● WHAT IS BEING ASKED:
Everything from the line with "of the bush" through the last line of the records below should be copied exactly, both ends included.

────────

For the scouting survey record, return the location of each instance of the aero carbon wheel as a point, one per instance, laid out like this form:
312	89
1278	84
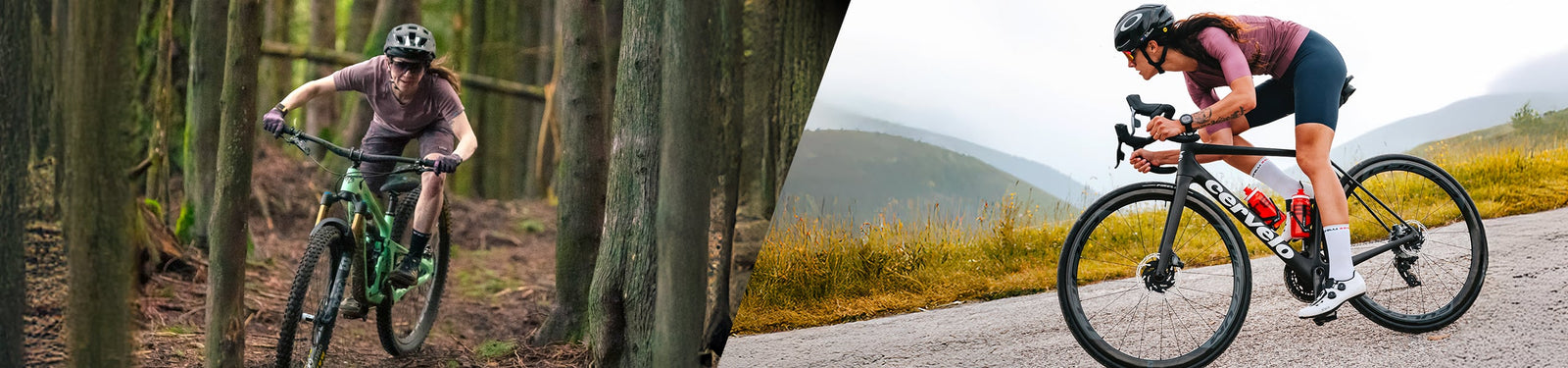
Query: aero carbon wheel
1427	284
405	316
311	287
1128	313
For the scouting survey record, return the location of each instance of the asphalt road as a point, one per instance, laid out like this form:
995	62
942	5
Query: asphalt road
1520	320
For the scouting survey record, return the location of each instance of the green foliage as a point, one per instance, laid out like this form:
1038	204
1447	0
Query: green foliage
817	271
1529	122
182	225
867	174
154	206
494	349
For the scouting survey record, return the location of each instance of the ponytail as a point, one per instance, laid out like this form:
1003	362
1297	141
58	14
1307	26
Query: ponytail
441	70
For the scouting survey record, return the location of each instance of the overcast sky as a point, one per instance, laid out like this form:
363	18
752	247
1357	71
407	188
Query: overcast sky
1042	80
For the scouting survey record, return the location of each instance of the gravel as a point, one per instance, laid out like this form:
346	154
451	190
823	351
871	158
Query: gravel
1520	320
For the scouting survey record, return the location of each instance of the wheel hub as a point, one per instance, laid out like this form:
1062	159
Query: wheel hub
1152	277
1407	255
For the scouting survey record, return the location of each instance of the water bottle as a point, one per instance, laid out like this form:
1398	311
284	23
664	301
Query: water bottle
1300	214
1264	206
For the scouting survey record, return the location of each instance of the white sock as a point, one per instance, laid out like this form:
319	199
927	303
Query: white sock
1338	240
1275	178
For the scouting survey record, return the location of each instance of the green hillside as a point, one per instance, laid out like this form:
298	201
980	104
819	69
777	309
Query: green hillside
1528	130
859	174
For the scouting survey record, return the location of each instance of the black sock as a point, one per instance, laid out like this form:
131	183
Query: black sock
416	245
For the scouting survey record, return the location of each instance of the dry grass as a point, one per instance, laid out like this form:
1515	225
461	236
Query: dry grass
825	271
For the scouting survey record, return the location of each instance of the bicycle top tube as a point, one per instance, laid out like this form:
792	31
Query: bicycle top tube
352	154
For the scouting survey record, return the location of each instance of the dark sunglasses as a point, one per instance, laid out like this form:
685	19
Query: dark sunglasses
410	67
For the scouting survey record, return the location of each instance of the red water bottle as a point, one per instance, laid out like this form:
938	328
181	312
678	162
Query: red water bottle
1300	214
1264	206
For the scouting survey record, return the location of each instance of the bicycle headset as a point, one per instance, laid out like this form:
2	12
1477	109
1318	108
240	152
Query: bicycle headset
1137	27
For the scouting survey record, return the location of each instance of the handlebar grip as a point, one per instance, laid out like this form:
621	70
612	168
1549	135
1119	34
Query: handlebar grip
1136	102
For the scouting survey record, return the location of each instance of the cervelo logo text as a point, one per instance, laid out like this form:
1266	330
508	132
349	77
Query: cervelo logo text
1129	21
1264	233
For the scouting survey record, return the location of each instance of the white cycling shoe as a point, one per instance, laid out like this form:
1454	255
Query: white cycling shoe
1338	294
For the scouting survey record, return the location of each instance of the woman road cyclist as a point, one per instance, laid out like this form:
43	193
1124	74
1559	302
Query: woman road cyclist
413	96
1227	51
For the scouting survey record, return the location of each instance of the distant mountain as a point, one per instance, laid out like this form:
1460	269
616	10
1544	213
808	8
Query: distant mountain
1040	175
861	174
1462	117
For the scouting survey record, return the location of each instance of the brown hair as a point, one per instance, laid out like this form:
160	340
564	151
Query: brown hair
441	70
1184	38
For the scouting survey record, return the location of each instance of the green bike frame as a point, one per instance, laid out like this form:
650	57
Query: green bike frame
376	242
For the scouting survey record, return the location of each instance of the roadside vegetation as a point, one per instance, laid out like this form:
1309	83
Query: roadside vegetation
817	271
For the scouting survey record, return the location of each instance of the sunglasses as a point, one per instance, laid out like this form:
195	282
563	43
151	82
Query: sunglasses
410	67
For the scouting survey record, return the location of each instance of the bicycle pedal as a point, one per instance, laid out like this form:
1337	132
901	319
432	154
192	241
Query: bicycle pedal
1325	318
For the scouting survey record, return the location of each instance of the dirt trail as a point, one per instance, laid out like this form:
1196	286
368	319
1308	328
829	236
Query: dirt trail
1520	320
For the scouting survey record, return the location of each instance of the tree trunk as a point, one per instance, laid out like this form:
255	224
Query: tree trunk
321	110
203	110
156	96
16	70
804	33
232	190
725	200
621	299
762	70
98	214
582	172
686	180
545	73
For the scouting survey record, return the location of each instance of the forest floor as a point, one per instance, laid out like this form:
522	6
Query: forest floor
499	289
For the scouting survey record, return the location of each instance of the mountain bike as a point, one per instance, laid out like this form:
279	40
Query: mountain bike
1416	233
360	253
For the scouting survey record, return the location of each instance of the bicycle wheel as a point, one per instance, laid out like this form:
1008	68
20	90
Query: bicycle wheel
1125	315
1427	284
308	277
405	323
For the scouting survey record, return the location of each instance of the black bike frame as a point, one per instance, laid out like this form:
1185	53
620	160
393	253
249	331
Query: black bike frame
1191	172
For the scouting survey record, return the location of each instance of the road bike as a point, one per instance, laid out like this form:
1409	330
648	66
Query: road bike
360	244
1154	274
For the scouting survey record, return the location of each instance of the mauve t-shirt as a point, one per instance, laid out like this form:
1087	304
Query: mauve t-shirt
1274	39
435	101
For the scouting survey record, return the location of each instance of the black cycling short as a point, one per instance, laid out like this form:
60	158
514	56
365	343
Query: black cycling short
1309	86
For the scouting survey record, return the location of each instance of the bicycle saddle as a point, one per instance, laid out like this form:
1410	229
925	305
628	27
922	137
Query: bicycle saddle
1348	90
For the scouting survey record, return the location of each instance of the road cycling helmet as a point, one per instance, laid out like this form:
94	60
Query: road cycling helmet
412	41
1139	26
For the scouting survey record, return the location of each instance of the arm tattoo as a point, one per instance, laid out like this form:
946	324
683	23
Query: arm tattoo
1206	117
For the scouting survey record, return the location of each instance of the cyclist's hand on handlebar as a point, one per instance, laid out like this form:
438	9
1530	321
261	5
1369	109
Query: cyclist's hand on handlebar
1144	159
273	122
1162	128
447	162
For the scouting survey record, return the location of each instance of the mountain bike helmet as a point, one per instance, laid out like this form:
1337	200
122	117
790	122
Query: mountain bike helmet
1139	26
410	41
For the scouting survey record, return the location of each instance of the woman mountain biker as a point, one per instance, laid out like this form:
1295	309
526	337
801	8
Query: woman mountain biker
1227	51
407	106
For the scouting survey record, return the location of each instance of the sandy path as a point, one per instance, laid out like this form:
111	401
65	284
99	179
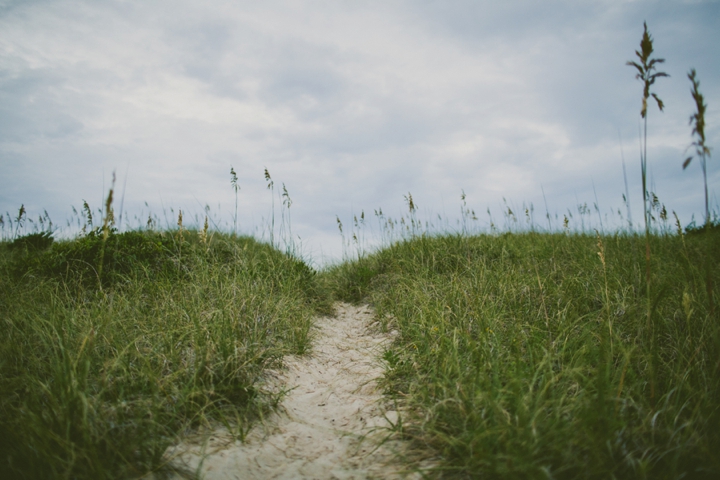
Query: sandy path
334	403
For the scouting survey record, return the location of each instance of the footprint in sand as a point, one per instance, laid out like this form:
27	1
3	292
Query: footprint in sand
318	432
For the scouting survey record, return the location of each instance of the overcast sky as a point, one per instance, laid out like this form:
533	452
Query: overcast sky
351	105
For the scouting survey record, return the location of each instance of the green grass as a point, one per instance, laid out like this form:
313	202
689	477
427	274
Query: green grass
111	347
523	355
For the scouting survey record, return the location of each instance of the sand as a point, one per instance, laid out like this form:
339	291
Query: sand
328	426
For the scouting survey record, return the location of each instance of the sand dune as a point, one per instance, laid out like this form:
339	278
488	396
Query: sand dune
330	423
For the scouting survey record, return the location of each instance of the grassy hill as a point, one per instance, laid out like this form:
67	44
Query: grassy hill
532	355
519	355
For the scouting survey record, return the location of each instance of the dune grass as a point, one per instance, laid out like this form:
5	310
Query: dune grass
113	344
529	355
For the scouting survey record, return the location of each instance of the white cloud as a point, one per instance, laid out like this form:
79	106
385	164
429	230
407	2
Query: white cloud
351	105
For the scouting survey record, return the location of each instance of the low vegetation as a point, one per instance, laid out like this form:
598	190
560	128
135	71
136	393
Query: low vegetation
530	355
113	344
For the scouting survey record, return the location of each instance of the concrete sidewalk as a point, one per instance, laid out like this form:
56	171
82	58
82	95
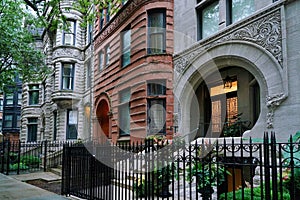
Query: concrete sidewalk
11	188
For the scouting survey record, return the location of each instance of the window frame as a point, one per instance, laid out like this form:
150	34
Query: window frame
125	49
157	32
31	91
124	106
70	32
156	92
32	122
70	76
100	60
107	55
71	125
200	9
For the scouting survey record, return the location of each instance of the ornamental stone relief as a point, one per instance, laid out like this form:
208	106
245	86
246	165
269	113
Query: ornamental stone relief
265	32
272	103
67	52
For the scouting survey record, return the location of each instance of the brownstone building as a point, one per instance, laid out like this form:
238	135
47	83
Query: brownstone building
133	71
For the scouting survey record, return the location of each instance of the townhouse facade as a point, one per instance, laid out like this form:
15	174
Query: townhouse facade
10	114
237	59
58	108
133	72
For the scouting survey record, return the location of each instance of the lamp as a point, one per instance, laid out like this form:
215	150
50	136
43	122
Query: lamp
227	82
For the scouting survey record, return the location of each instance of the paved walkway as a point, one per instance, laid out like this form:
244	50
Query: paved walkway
12	188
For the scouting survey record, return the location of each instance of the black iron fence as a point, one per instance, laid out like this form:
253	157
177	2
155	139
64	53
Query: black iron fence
226	168
21	157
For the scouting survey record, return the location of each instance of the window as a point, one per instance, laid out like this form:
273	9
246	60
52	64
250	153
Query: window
69	34
54	125
72	120
239	9
32	129
33	94
124	112
126	40
88	74
67	76
1	104
157	87
156	107
156	31
209	19
18	121
101	19
107	55
9	98
156	116
100	60
90	32
8	121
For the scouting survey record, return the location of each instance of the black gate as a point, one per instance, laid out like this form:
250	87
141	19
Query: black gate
83	175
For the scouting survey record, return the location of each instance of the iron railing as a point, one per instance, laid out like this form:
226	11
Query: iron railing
224	168
23	157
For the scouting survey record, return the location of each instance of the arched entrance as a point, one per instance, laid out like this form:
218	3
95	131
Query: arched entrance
102	114
228	106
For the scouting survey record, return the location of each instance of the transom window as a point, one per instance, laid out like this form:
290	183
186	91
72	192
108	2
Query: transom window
156	31
67	76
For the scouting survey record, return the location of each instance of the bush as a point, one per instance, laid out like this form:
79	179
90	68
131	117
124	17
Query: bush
14	167
247	194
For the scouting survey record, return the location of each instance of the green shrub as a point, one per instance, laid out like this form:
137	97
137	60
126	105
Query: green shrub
14	167
256	194
30	160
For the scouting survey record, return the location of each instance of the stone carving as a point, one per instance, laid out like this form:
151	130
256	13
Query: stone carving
265	32
272	103
67	52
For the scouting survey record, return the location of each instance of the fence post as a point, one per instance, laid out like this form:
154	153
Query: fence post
274	166
45	155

────────

● REPLY:
For the scouting survey record, return the location of each instance of the bush as a point, one per instance, laid out like this form:
79	179
90	68
131	117
124	17
Query: bush
14	167
247	194
For the scouting survey record, return the location of each instance of the green shrub as a point, one per instance, laid out like this form:
137	97
137	60
126	105
Query: green shrub
14	167
256	194
30	160
For the scouting survey record, return the location of each instance of the stone carving as a point, one per instance, laid out like this form:
151	130
256	13
Query: stone carving
265	32
272	103
67	52
For the scouting survey record, return the location of each instance of the fence post as a point, one per instance, laid out like this form:
154	153
Query: fence post
274	166
45	155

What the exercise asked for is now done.